BEGIN Reading text

# Do you shower in your motorhome ?



## Grizzly

Just out of interest..!

G


----------



## 88870

I'd be awfully dirty if I didn't! :lol: :lol:

EDIT: I do however confess that if we are on a campsite with showers I do use them - a lot!! The sheer pleasure of standing under stream of hot water that will not run out in 3 minutes 42 seconds is amazing. I just stand there soaking it up


----------



## Leapy

Not an option for me
Tend to use van shower when been sailing-after getiing out of wetsuit!
Also use van shower in mornings as cant be bothered to trudge across to the shower block-not knowing weather the water will be hot or cold!



Leapy


----------



## klubnomad

As I full time in mine, yes I use it everyday - between 04.00 & 05.30 - better than the one I had in the house. :lol: 

Dave

656


----------



## 100996

Only if theres no alternative!

Chris


----------



## MrRob

I enjoy showering in the van ... we had a Westfaila which had a wc/wash room but no shower .... so now we have one in our van again I make use of it ... didn't like relying on site facilities (or having to find a suitable site) ... though I do often use them if they look more comfortable than the one in the van :wink:


----------



## Rapide561

*Shower in the van*

Hi G

Yes - I use it everyday. I initially used site facilities but then thought, hang on, why am I clombing acorss to the shower block (Teversal) or the holiday cottage (here) when I have a shower here....

The shower is incorporated into the price of the van - I have paid for it - and I'll use it.

This van has a shower cubicle - my last one was more like a curtain but gave a bigger showering area. That would have been better for Oscar - trying to fit him in the Kontiki shower - it has been done - deserves to be on Jeremy Beadle!

Russell


----------



## Snelly

RV shower is awesome, just as good as the one at home.


----------



## gillnpaul

Hi 
No we don't..thats why we are short of friends..he he he he !!I hate the cold wet shower curtain sticking to your backside while showering my feet, so we tend to strip wash in the morning and shower in the afternoon before they get busy.
P & G


----------



## mangothemadmonk

We still go and use our fave CC sites which have great showers and toilets which are 99% of the time spotless but when wildin we use the shower onboard.
Johnny F


----------



## Snelly

gillnpaul said:


> Hi
> No we don't..thats why we are short of friends..he he he he !!I hate the cold wet shower curtain sticking to your backside while showering my feet, so we tend to strip wash in the morning and shower in the afternoon before they get busy.
> P & G


he he, weve all been there!! Only solution is to put the shower head out the window and shower outside like some of our continental friends do! :lol:  :lol:


----------



## TinaGlenn

I only use site showers if we are low on water or they are extremely clean and welcoming.
I hate it when there are other peoples soap bubbles and hair on the floor and walls, and they are draughty and the water trickles out at you or even worse is on one of those timers that let you get your hair covered in soap and then stops. Much rather be in my own shower with clean dry clothes waiting on the bed and not having to worry about when I shower.
That's one of the reasons we got the van we have, and we do wild camp a fair bit too.

Tina


----------



## Grizzly

My only gripe with the van shower is that I have to spend ages wiping it dry and airing it after each use. I have this mental picture of the walls and joints soaking up water and gradually rotting !

I do enjoy CC and C&CC showers where you can stand for ages under hot water in clean warm surroundings and not have to concern yourself that it will run out or you'll find yourself ankle deep in dirty water as the waste tank is full.

END Reading text
BEGIN Given records

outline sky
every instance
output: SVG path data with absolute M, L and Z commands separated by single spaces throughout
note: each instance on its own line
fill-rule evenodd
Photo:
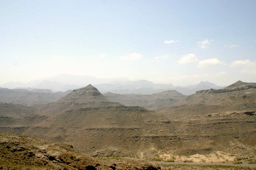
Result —
M 256 82 L 255 0 L 0 0 L 0 85 L 67 73 Z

END Given records

▶ _Written task_:
According to the motorhome shower thread, why does Grizzly spend a long time wiping the van shower dry and airing it after each use? Answer in one to three sentences.

▶ _Task response_:
Grizzly has a mental picture of the shower's walls and joints soaking up water and gradually rotting.